> Goal
Copy the rows below without any changes, from the line with "the white wall?" to the line with "[[[179,82],[163,81],[164,116],[169,121],[179,123],[180,120]]]", including both of those lines.

[Data records]
::::
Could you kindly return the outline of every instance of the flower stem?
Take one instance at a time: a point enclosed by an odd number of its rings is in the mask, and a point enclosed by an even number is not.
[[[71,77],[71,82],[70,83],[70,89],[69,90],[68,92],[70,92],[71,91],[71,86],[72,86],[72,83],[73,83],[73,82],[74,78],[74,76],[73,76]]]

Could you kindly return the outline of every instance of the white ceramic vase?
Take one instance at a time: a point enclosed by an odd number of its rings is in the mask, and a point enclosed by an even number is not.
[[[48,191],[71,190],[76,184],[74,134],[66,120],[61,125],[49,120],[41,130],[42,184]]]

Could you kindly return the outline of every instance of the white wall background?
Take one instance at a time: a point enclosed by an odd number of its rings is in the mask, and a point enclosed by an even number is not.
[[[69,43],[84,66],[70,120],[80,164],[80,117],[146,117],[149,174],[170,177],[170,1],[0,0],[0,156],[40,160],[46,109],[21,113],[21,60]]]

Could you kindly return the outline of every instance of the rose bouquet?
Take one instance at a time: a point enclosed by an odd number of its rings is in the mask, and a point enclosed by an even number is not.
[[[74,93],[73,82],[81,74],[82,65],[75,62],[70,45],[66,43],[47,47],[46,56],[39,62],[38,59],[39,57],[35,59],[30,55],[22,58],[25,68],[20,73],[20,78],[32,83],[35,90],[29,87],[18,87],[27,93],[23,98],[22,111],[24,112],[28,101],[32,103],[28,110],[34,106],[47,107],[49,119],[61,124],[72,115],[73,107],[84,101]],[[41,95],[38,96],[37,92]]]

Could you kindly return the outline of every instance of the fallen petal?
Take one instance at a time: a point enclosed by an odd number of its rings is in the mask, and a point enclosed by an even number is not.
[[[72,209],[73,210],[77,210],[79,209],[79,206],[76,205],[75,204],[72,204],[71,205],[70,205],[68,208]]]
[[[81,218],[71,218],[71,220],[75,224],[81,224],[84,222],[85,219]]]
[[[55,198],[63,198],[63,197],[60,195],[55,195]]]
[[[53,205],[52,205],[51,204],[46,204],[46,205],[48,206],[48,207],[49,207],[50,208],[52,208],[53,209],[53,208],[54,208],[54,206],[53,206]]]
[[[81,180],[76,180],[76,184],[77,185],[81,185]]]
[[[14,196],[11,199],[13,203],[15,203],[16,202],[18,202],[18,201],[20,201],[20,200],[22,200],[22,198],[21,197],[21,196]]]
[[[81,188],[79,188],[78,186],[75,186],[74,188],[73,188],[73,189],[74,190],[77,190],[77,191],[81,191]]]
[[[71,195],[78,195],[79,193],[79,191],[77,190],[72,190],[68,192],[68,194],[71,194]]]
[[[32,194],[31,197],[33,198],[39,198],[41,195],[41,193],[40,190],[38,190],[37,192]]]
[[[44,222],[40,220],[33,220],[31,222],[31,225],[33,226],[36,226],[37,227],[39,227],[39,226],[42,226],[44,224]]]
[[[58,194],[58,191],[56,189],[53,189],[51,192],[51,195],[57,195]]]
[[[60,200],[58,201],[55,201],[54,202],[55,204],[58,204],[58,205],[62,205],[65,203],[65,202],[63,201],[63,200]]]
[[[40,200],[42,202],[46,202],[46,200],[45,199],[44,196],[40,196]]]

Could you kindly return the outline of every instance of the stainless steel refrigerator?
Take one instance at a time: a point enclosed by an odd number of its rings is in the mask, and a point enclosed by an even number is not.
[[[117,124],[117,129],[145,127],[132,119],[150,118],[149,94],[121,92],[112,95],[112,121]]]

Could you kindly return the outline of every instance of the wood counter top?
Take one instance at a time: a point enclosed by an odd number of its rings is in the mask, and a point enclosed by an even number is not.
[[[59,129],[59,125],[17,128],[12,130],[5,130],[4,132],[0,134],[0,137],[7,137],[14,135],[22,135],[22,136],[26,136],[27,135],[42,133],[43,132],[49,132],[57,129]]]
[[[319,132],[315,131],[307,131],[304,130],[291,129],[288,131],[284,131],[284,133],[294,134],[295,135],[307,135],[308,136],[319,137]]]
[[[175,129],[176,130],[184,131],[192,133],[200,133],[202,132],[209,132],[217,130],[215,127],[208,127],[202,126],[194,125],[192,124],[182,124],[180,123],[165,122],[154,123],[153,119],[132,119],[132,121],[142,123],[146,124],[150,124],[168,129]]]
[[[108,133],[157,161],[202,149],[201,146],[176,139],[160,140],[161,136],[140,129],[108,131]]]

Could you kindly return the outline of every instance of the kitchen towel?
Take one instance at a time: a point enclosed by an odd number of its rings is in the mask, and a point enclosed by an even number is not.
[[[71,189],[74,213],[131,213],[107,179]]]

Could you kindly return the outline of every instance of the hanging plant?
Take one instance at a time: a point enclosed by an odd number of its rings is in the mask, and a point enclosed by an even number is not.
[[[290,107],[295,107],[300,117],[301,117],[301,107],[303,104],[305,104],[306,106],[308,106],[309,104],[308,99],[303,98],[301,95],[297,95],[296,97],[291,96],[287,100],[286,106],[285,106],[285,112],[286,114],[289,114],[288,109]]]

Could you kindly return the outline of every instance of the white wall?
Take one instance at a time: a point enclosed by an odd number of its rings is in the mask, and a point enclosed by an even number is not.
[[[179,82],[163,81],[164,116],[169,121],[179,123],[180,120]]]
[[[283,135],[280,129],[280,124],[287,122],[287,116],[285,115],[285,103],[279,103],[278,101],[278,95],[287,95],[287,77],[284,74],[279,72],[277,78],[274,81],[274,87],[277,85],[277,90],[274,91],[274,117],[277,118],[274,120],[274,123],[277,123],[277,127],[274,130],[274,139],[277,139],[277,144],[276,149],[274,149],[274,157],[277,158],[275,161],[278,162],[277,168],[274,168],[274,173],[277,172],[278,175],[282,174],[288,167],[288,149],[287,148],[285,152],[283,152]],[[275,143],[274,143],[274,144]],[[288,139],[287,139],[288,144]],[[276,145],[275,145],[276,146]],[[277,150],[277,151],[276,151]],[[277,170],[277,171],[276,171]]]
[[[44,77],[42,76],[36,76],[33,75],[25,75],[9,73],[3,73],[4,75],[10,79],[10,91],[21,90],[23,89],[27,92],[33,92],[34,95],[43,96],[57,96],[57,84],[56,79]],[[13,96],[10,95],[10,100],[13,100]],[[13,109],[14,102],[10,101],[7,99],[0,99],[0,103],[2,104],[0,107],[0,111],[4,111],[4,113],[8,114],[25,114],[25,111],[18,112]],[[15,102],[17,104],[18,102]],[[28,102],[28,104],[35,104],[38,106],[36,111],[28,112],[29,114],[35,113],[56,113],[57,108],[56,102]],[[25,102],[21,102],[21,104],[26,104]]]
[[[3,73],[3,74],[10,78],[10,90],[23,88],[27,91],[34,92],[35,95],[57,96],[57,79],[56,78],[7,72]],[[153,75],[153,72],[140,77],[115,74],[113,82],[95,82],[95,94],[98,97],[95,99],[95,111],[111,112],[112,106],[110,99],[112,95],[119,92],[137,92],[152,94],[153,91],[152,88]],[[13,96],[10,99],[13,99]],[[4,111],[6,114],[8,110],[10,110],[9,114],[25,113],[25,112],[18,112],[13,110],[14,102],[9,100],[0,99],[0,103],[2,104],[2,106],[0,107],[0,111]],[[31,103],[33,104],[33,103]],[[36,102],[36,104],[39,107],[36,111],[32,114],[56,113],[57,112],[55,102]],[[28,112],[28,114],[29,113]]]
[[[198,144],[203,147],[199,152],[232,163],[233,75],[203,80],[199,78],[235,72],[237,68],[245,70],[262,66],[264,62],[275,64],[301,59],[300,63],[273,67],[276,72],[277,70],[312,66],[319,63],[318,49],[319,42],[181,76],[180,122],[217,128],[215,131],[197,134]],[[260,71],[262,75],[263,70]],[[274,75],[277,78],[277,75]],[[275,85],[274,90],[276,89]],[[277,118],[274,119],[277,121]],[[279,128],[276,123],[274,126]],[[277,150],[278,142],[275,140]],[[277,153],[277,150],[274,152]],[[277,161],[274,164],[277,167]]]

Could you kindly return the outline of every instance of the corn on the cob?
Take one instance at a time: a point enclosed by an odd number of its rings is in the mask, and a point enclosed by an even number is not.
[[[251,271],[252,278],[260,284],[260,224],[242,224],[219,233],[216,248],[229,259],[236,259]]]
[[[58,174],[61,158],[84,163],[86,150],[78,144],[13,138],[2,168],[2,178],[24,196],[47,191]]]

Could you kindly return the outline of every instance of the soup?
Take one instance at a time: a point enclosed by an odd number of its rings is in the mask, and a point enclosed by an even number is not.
::::
> Final result
Could you kindly return the outline of every instance of the white wall?
Take one instance at a time: a point enclosed by an odd number of its rings is in the mask, and a point enclosed by an even number is not.
[[[179,82],[163,81],[164,116],[169,121],[179,123],[180,120]]]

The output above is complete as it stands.